*题目要求 A*
根据这篇关于正则表达式排序元素的论坛帖子，回答下列问题：
(i) 在 glibc 的定义里，collating element 的名字带有什么符号？
(ii) 帖子中的测试命令把 LC_COLLATE 设为什么值？
(iii) 对 'ch' 执行命令后，sed 给出的报错信息是什么？
*题目要求 B*
重写这篇论坛帖子中以“collating-symbol <zs>”开头、一直延续到“没有链接符号的就工作不正常。”的部分，并把其中的“工作很正常”换成“运行正常”。

*文本节选*
# # # #

- 论坛徽章:
- 5
|
回复 5# chenzhanyiczy
我又看了一遍那个帖子,我怎么老觉得他们讲的就是你问的这个意思呢?我现在把他们的话一段段翻译下。
之前你问的是不知道[..]怎么使用,因为再调用了[[.ae]]之后还是返回错误。
然后他们的帖子上lz提出了一个问题,他说:
In the glibc locale definitions, collating elements have a hyphenated name:
在glibc定义里面,collating element这个定义是有连接符'-'的。
collating-symbol <zs>
这种没有链接符的形式
collating-element <z-s> from "<U007A><U0073>"
这种有链接符的形式
and the hyphenated name have to be used in regular expression for [[. .]] to
work properly:
然后有链接符的名字的正则表达式工作很正常
$ echo '*ch*' | LC_COLLATE=cs_CZ.UTF-8 sed 's/[[.c-h.]]//'
**
这个工作很正常,sed确实把ch去掉了
$ echo 'ch' | LC_COLLATE=cs_CZ.UTF-8 sed 's/[[.ch.]]//'
sed: -e expression #1, char 12: Invalid collation character
没有链接符号的就工作不正常。

# # # #

*记录摘录*
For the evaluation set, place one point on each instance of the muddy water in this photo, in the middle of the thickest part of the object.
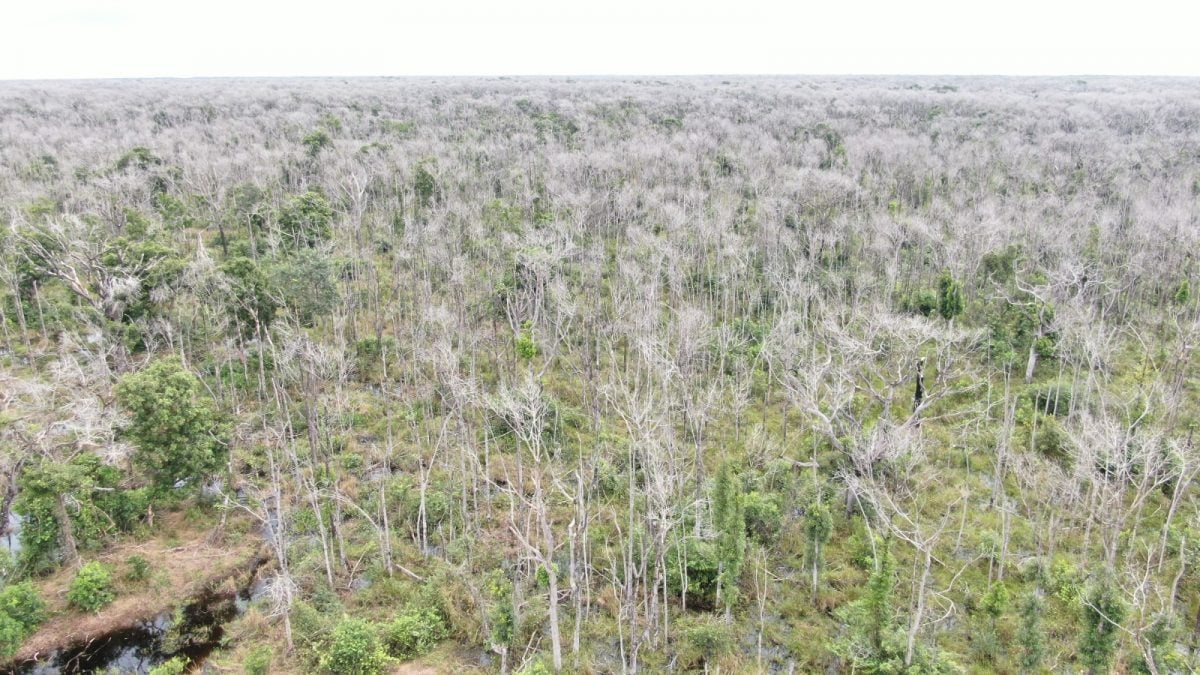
(191, 633)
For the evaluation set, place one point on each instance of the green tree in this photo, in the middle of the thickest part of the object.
(1101, 615)
(729, 519)
(69, 506)
(354, 649)
(91, 587)
(306, 220)
(317, 141)
(174, 425)
(304, 281)
(414, 633)
(949, 297)
(817, 530)
(1031, 634)
(250, 290)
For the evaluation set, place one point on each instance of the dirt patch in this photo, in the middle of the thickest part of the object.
(183, 561)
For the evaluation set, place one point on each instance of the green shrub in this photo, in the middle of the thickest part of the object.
(765, 519)
(258, 661)
(12, 633)
(309, 625)
(23, 604)
(138, 568)
(91, 587)
(702, 572)
(703, 641)
(354, 649)
(414, 633)
(177, 665)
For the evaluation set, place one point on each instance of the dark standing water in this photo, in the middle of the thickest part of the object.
(199, 628)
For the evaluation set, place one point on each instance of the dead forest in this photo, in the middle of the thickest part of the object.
(696, 375)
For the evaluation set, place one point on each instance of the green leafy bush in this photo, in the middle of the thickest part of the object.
(354, 649)
(175, 665)
(765, 519)
(23, 603)
(258, 661)
(175, 426)
(91, 587)
(414, 633)
(138, 568)
(12, 634)
(703, 641)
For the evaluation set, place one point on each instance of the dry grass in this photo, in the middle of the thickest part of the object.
(180, 566)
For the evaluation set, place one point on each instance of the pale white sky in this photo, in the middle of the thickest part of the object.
(84, 39)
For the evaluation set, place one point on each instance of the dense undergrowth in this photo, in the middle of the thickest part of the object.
(765, 375)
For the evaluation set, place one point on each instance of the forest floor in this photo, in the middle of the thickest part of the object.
(184, 560)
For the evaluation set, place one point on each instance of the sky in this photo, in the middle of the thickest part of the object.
(105, 39)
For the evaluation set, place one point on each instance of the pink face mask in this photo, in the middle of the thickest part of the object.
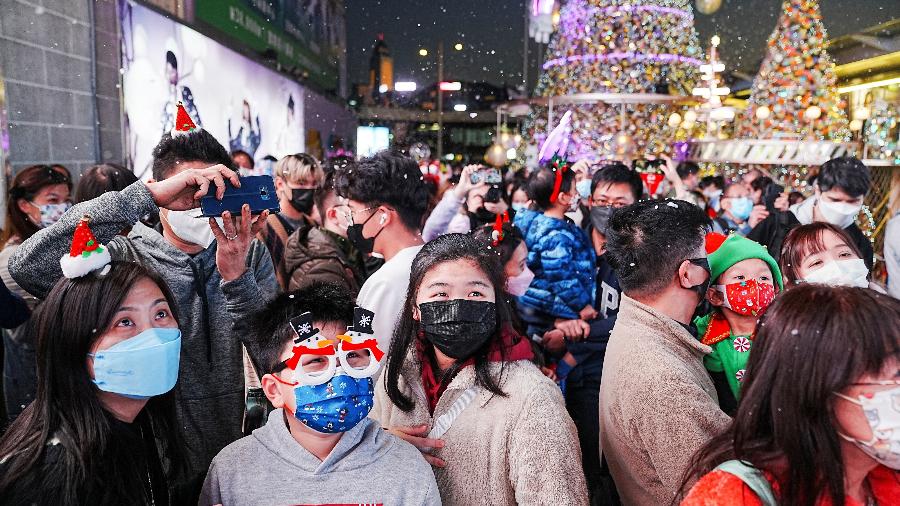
(748, 298)
(518, 285)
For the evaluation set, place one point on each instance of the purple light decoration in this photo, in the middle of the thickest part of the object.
(681, 151)
(642, 8)
(615, 56)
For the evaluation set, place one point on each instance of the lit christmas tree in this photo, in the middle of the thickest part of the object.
(618, 46)
(794, 95)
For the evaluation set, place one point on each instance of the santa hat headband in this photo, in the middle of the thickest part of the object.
(183, 123)
(497, 232)
(86, 254)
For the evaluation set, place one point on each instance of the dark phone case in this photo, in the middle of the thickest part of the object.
(258, 191)
(771, 195)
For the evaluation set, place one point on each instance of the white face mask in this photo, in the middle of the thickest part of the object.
(839, 214)
(882, 411)
(190, 227)
(841, 273)
(519, 285)
(573, 204)
(51, 213)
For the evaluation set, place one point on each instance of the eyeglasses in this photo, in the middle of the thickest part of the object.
(350, 213)
(315, 360)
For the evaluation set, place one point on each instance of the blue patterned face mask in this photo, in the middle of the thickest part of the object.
(142, 366)
(335, 406)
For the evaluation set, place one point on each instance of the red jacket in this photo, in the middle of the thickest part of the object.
(720, 487)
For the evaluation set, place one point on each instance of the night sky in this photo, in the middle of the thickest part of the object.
(492, 30)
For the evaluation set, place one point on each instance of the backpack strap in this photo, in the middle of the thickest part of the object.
(753, 478)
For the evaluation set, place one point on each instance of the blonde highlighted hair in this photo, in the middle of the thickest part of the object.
(298, 168)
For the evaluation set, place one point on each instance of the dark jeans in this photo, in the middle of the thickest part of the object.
(583, 404)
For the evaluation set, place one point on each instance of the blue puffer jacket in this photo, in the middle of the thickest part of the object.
(562, 259)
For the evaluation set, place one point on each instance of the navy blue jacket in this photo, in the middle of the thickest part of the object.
(562, 259)
(590, 352)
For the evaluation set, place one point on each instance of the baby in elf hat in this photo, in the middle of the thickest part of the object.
(745, 279)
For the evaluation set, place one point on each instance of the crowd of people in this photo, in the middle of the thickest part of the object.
(549, 336)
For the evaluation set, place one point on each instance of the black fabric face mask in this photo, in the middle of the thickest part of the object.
(364, 244)
(302, 199)
(458, 327)
(600, 218)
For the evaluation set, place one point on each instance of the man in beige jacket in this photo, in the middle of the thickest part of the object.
(657, 403)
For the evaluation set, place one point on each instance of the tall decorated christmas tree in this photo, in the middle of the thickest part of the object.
(618, 46)
(794, 95)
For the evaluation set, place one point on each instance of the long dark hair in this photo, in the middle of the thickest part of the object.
(27, 183)
(74, 315)
(447, 248)
(813, 341)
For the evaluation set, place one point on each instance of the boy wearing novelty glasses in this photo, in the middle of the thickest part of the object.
(318, 446)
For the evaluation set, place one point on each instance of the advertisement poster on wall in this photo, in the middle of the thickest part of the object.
(243, 104)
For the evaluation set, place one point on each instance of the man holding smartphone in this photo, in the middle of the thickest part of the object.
(218, 273)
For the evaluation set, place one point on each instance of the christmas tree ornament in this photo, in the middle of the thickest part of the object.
(495, 155)
(621, 48)
(797, 81)
(86, 254)
(708, 6)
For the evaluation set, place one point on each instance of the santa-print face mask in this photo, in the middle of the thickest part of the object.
(747, 298)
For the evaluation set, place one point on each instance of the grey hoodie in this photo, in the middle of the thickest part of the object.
(368, 466)
(210, 389)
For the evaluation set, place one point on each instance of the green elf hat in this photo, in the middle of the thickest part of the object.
(725, 251)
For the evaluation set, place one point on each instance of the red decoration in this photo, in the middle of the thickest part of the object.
(652, 180)
(497, 233)
(183, 121)
(83, 240)
(713, 241)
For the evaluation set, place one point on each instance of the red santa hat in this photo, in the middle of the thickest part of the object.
(183, 122)
(86, 254)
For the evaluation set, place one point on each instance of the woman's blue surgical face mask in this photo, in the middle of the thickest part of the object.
(584, 189)
(142, 366)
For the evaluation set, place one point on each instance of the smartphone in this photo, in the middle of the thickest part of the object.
(489, 176)
(258, 191)
(770, 195)
(642, 165)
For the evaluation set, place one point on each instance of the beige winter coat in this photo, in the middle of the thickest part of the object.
(519, 449)
(658, 405)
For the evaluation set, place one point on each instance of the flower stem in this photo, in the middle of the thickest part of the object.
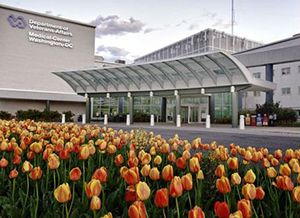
(177, 208)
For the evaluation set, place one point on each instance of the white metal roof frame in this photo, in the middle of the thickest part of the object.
(213, 69)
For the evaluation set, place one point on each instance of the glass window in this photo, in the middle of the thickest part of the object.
(286, 71)
(257, 75)
(286, 91)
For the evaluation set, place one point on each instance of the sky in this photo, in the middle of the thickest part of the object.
(127, 29)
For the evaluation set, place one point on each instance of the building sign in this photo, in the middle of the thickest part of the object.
(43, 32)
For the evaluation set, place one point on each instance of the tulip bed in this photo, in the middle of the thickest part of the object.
(68, 170)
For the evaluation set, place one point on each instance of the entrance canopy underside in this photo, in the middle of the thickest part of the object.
(208, 70)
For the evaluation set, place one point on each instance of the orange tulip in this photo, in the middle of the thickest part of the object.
(130, 194)
(221, 209)
(196, 212)
(95, 203)
(271, 172)
(3, 163)
(142, 191)
(84, 152)
(26, 167)
(250, 176)
(235, 179)
(284, 183)
(187, 182)
(35, 173)
(296, 194)
(119, 160)
(285, 170)
(245, 207)
(233, 163)
(237, 214)
(260, 193)
(53, 161)
(131, 176)
(249, 191)
(176, 188)
(137, 210)
(181, 163)
(167, 173)
(154, 174)
(13, 174)
(100, 174)
(194, 165)
(93, 188)
(220, 170)
(161, 198)
(75, 174)
(62, 193)
(223, 185)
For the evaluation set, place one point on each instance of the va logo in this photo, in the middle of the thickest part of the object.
(18, 21)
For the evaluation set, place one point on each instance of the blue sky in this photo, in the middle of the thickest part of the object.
(127, 29)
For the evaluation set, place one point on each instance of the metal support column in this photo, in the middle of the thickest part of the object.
(269, 77)
(234, 107)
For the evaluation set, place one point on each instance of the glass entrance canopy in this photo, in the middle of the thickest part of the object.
(208, 70)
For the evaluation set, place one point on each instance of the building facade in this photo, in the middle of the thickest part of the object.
(32, 46)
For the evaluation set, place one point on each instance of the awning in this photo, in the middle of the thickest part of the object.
(208, 70)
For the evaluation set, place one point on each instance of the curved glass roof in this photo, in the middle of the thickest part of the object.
(215, 69)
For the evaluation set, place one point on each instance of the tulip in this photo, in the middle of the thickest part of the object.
(250, 176)
(95, 203)
(237, 214)
(137, 210)
(235, 179)
(3, 163)
(101, 174)
(176, 188)
(131, 176)
(187, 182)
(143, 191)
(221, 209)
(200, 175)
(296, 194)
(181, 163)
(35, 173)
(194, 165)
(196, 212)
(161, 198)
(130, 194)
(13, 174)
(154, 174)
(62, 193)
(245, 207)
(260, 193)
(285, 170)
(223, 185)
(249, 191)
(233, 163)
(93, 188)
(220, 170)
(53, 161)
(75, 174)
(167, 173)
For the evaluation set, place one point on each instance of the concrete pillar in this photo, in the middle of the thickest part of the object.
(234, 107)
(163, 109)
(269, 77)
(130, 107)
(87, 108)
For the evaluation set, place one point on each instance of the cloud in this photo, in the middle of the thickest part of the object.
(150, 29)
(114, 25)
(193, 26)
(112, 53)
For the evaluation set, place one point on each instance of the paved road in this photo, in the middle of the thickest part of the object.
(270, 138)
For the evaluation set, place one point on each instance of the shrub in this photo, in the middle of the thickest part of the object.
(4, 115)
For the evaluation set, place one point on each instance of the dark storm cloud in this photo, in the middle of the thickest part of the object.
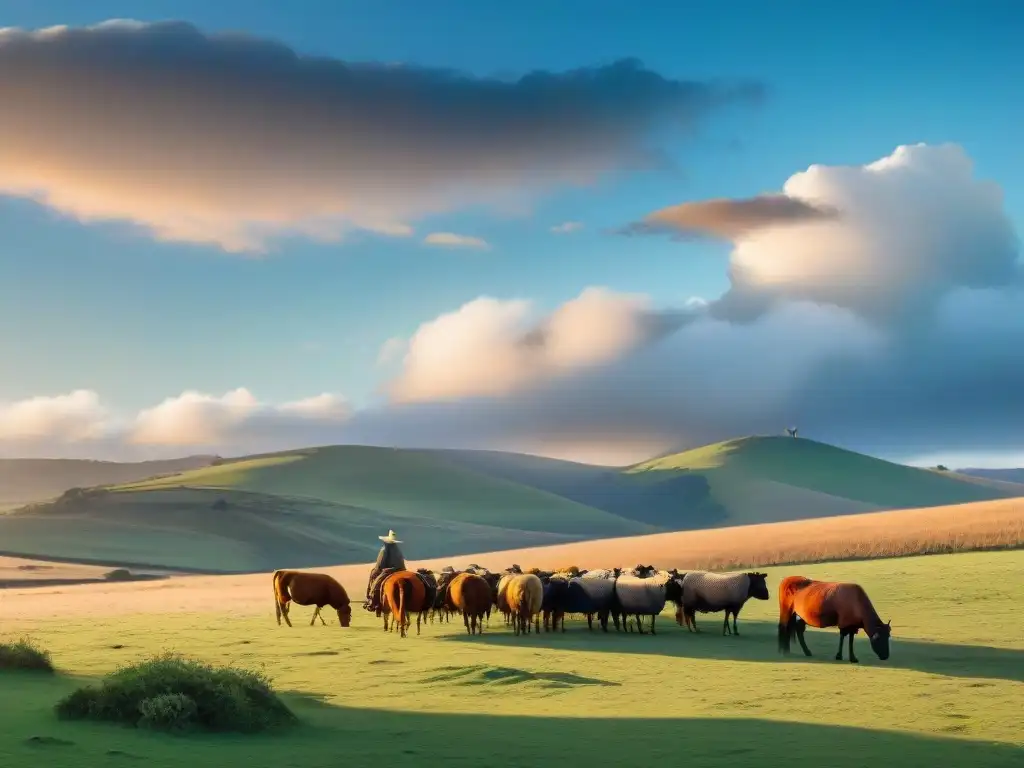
(231, 139)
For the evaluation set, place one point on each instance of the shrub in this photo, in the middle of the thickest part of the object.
(173, 693)
(24, 654)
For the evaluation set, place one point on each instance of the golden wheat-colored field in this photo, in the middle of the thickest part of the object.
(936, 529)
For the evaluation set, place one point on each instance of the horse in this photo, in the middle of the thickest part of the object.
(404, 593)
(805, 601)
(310, 589)
(470, 594)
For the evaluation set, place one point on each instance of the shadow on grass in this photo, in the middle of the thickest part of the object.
(331, 735)
(759, 643)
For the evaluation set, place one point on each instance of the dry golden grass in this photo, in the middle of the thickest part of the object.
(979, 525)
(962, 527)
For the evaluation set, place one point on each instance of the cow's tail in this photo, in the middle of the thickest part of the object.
(403, 588)
(280, 595)
(787, 590)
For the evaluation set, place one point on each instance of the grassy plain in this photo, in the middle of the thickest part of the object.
(949, 694)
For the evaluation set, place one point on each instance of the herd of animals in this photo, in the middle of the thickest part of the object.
(627, 598)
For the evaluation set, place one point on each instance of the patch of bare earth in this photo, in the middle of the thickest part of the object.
(996, 524)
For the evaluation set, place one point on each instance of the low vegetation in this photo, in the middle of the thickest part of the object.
(25, 654)
(174, 693)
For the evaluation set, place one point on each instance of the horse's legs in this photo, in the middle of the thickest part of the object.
(801, 627)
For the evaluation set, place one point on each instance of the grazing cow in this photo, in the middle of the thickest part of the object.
(641, 596)
(804, 601)
(503, 582)
(524, 595)
(555, 604)
(598, 587)
(470, 593)
(710, 593)
(406, 593)
(310, 589)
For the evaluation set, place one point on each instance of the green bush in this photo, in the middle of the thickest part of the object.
(174, 693)
(24, 654)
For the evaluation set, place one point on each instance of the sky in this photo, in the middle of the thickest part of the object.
(231, 227)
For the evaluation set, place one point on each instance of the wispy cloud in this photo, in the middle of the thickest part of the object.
(452, 240)
(566, 227)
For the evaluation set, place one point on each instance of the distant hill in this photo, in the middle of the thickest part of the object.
(25, 480)
(327, 506)
(303, 508)
(774, 478)
(1006, 475)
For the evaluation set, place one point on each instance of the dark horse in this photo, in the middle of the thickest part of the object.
(310, 589)
(804, 601)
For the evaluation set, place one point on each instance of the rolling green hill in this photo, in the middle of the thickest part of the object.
(25, 480)
(326, 506)
(302, 509)
(766, 479)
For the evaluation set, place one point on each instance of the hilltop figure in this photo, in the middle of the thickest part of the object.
(389, 559)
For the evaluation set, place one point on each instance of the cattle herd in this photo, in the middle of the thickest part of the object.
(626, 598)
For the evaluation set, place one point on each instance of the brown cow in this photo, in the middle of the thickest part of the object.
(406, 593)
(310, 589)
(470, 594)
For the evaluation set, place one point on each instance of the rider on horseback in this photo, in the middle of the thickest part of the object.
(388, 559)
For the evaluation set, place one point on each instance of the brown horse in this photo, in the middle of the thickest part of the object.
(309, 589)
(406, 593)
(470, 594)
(804, 601)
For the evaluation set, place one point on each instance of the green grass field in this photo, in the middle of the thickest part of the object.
(949, 694)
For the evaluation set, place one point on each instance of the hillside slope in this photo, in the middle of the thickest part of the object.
(25, 480)
(771, 478)
(1005, 475)
(302, 509)
(326, 506)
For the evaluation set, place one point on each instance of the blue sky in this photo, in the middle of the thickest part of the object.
(95, 305)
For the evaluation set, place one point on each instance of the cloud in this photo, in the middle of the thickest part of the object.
(235, 140)
(75, 417)
(612, 376)
(237, 418)
(451, 240)
(731, 219)
(566, 227)
(496, 347)
(913, 226)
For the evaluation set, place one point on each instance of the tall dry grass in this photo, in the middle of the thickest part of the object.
(962, 527)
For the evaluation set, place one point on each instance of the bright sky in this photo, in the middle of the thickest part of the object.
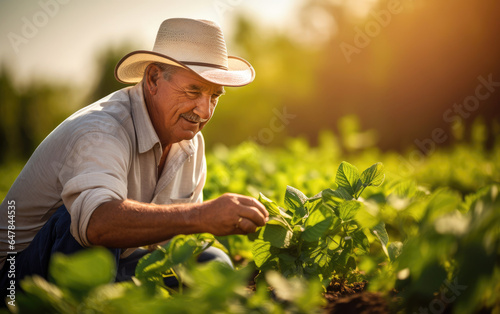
(59, 39)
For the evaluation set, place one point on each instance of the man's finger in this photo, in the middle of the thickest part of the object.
(247, 226)
(250, 201)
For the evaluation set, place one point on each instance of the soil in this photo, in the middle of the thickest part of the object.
(353, 298)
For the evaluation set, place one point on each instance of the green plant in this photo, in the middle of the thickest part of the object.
(318, 236)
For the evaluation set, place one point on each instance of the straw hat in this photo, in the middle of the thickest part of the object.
(196, 45)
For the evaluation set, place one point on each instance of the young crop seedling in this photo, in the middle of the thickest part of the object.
(318, 236)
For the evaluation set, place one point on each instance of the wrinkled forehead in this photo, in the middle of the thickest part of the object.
(191, 81)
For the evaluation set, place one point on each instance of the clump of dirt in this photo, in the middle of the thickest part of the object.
(352, 298)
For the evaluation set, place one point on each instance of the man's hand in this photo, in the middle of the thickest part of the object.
(232, 214)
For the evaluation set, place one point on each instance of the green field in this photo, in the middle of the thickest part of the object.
(426, 239)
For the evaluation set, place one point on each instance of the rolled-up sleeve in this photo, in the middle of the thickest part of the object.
(94, 172)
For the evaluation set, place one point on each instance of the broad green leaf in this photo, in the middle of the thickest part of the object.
(314, 202)
(374, 175)
(333, 198)
(82, 271)
(181, 253)
(360, 241)
(394, 249)
(271, 206)
(348, 178)
(348, 209)
(261, 251)
(153, 264)
(277, 235)
(295, 200)
(317, 223)
(383, 237)
(40, 296)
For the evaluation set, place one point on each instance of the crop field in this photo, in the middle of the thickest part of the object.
(352, 230)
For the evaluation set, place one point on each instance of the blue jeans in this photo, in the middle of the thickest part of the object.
(56, 237)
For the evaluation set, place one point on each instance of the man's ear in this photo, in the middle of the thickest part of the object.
(153, 74)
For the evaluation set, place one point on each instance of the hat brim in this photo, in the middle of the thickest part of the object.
(130, 69)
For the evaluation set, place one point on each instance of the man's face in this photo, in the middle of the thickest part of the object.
(182, 106)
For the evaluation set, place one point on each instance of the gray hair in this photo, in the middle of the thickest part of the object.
(167, 70)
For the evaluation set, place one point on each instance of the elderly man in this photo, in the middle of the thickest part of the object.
(129, 170)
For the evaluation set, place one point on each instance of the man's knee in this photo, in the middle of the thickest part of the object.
(215, 254)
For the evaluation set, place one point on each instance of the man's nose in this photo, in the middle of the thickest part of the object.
(203, 107)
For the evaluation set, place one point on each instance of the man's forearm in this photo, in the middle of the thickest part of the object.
(124, 224)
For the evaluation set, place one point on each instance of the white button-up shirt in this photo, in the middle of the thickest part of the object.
(106, 151)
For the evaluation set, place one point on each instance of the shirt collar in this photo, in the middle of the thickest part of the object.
(144, 130)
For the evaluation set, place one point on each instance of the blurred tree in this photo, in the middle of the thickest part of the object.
(105, 82)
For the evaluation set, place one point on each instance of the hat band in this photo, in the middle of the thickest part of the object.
(203, 64)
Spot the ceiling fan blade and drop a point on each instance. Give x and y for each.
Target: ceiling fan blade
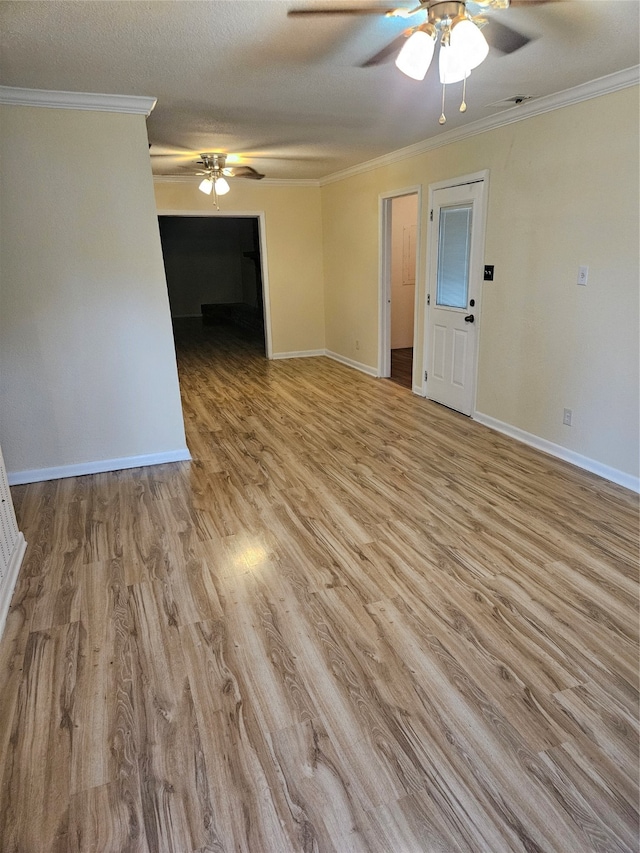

# # # #

*练习结果 A*
(i) 连接符'-'。
(ii) cs_CZ.UTF-8。
(iii) sed: -e expression #1, char 12: Invalid collation character

*练习结果 B*
collating-symbol <zs>
这种没有链接符的形式
collating-element <z-s> from "<U007A><U0073>"
这种有链接符的形式
and the hyphenated name have to be used in regular expression for [[. .]] to
work properly:
然后有链接符的名字的正则表达式运行正常
$ echo '*ch*' | LC_COLLATE=cs_CZ.UTF-8 sed 's/[[.c-h.]]//'
**
这个运行正常,sed确实把ch去掉了
$ echo 'ch' | LC_COLLATE=cs_CZ.UTF-8 sed 's/[[.ch.]]//'
sed: -e expression #1, char 12: Invalid collation character
没有链接符号的就工作不正常。